== ACTIVITY ==
Where the records below reach the line containing "Given the photograph below, the", start transcribing, and end with the line containing "Target: green tarp fence", exactly and with nothing else added.
:: SOURCE MATERIAL ::
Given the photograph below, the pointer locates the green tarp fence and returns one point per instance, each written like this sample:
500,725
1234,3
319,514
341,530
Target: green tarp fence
:::
:: SOURCE MATERIAL ::
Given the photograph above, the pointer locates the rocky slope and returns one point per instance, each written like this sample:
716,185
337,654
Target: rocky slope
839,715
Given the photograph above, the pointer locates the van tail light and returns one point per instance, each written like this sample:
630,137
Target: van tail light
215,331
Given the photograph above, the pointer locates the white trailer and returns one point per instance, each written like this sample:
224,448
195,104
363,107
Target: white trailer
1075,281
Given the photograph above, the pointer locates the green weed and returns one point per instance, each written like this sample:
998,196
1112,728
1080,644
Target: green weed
:::
== RESPONSE ==
Given the photograph below, the pointer locates the green tarp fence and returns one point per instance, each written like this sample:
500,725
1234,3
319,514
341,530
Target: green tarp fence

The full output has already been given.